Could you print out every entry, character for character?

(Stored data entries)
· · · · ·

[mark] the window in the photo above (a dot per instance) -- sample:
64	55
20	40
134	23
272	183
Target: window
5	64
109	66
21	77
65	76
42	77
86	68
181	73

· · · · ·

RESPONSE AREA
[mark] the window in the photo above (a dot per instance) -- sample:
64	55
20	40
134	23
272	183
Target: window
5	64
109	66
21	77
65	76
42	77
86	68
181	73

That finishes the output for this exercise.